[YOUR GOAL]
Rewrite the part of the rows that opens with the line containing "Target: four-petaled flower" and runs through the end of the rows. Copy every line, offsetting each coordinate by adding 86 to both of its numbers.

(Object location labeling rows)

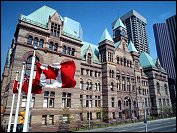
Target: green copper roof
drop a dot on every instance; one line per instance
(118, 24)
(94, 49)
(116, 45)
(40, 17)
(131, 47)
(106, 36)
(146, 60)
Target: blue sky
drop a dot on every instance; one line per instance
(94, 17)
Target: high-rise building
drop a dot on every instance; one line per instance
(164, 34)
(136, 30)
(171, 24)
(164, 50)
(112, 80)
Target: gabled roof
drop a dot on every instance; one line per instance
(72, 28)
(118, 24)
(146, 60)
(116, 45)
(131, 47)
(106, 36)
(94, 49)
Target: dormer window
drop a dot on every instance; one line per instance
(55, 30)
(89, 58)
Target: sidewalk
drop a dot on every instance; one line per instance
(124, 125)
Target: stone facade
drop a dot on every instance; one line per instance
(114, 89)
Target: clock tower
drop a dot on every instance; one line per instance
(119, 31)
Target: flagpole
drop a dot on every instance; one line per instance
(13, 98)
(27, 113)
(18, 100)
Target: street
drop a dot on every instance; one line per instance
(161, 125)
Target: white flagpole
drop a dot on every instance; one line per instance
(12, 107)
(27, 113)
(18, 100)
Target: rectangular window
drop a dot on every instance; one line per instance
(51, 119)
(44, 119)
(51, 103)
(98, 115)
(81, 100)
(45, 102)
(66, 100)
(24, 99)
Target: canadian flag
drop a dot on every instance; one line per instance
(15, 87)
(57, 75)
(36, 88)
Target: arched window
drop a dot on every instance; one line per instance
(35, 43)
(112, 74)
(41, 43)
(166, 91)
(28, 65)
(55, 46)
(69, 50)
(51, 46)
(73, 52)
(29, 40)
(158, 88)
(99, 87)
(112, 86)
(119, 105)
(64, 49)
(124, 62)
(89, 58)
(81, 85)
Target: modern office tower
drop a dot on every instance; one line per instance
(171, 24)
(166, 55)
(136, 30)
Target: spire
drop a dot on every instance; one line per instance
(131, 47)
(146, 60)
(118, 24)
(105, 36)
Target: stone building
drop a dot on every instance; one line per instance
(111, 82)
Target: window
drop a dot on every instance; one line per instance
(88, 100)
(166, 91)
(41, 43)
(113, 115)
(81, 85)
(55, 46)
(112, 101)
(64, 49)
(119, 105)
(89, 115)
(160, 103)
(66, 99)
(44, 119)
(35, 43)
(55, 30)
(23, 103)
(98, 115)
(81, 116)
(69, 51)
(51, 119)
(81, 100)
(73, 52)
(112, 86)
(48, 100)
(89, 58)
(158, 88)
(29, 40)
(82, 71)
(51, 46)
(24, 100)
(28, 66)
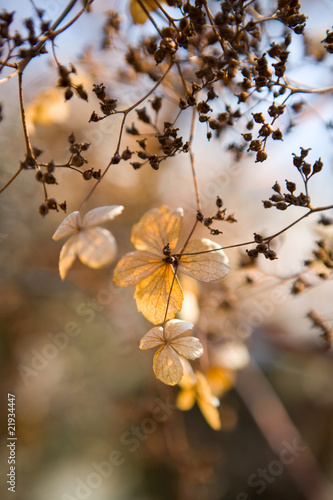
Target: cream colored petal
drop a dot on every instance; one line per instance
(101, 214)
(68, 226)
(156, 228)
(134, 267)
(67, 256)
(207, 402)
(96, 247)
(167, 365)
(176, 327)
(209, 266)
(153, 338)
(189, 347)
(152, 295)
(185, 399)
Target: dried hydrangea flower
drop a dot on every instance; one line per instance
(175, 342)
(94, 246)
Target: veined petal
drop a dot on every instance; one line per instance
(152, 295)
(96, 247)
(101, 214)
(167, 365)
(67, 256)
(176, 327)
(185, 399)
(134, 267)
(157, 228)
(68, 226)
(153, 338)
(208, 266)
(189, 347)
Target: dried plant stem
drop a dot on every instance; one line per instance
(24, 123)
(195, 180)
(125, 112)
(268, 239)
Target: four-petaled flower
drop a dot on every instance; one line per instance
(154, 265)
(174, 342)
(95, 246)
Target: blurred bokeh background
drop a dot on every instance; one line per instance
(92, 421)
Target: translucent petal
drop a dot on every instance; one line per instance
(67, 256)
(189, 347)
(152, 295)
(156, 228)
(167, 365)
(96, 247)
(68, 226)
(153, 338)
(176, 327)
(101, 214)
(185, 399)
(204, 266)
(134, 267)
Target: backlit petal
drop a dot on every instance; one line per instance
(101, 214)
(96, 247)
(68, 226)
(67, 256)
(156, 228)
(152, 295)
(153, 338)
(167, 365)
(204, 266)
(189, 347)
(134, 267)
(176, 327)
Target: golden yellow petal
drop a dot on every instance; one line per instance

[SOLUTION TO THIS EXERCISE]
Target: four-petaled flower
drop a dot on every instance; one line per instance
(240, 351)
(260, 428)
(181, 332)
Target: blurred bokeh background
drop a dot on every instance; one line per instance
(178, 507)
Target: translucent petal
drop a dot on every instance; one line per instance
(153, 342)
(275, 433)
(238, 381)
(242, 314)
(253, 451)
(182, 333)
(154, 312)
(239, 424)
(262, 413)
(187, 300)
(271, 485)
(290, 352)
(220, 353)
Target: backlit petal
drop a dot on every instance; one line per instance
(187, 300)
(182, 333)
(154, 312)
(153, 342)
(242, 314)
(238, 381)
(239, 424)
(253, 451)
(290, 352)
(275, 433)
(220, 353)
(262, 413)
Target: golden yellow petal
drop a dot on every instance; one line per instance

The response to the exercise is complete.